Repeat the part of the Loki retention post below that opens with the words containing "For everyone wondering" and closes with "log is compactor.go.", word for word.

- READING PASSAGE:
^^^^^^^^^^^^^^^^

Judging from the discussion in this issue https://github.com/grafana/loki/issues/7068 I don't think the compactor will delete the chunks in s3 object store you need a bucket lifecycle policy for that.
It would be nice to have a clear answer on this though.
For everyone wondering what's going with the retention, I've tested the feature a lot in the past days so here are what will work.
Minimal Configuration Needed
First of all, you absolutely need those config setup
limits_config:
retention_period: 10d # Keep 10 days
compactor:
delete_request_cancel_period: 10m # don't wait 24h before processing the delete_request
retention_enabled: true # actually do the delete
retention_delete_delay: 2h # wait 2 hours before actually deleting stuff
You can tweak those config to delete faster or slower.
Check If It's Working
Once you got those config up and running, check that the logs are actually reporting that the retention is being applied : msg="applying retention with compaction". The "caller" for this log is compactor.go.
Next, check that the retention manager is actually doing it's job in the logs: msg="mark file created" and msg="no marks file found" from the caller marker.go.
The mark file created means that loki did found some chunks to be deleted and it has created a file to keep track of it. The no marks file found means that while performing the chunk delete routine, there was no file that matched it's filters, the filters mainly being the delay.
Whenever you see the mark file created logs, you can go into the working directory of the compactor and check for the mark files. The path should be something like /var/loki/compactor/retention/markers. These files are kept there for 2 hours or whatever is set in retention_delete_delay. After retention_delete_delay is passed, loki will delete the chunks.
Not having any of the logs mentionned above means that the retention process is not started.

^^^^^^^^^^^^^^^^

- INFORMATION PROVIDED:

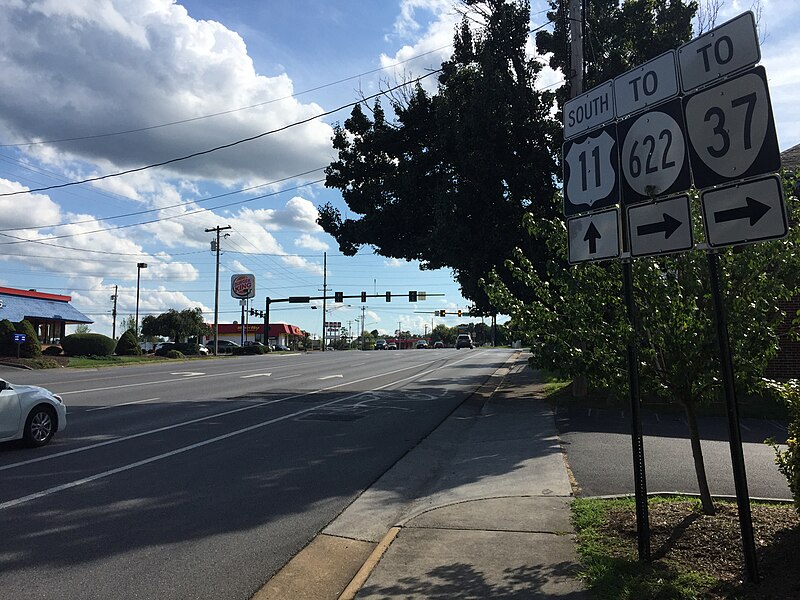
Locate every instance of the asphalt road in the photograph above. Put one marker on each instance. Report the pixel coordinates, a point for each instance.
(598, 447)
(201, 479)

^^^^^^^^^^^^^^^^

- RESPONSE TO THE EXERCISE:
For everyone wondering what's going with the retention, I've tested the feature a lot in the past days so here are what will work.
Minimal Configuration Needed
First of all, you absolutely need those config setup
limits_config:
retention_period: 10d # Keep 10 days
compactor:
delete_request_cancel_period: 10m # don't wait 24h before processing the delete_request
retention_enabled: true # actually do the delete
retention_delete_delay: 2h # wait 2 hours before actually deleting stuff
You can tweak those config to delete faster or slower.
Check If It's Working
Once you got those config up and running, check that the logs are actually reporting that the retention is being applied : msg="applying retention with compaction". The "caller" for this log is compactor.go.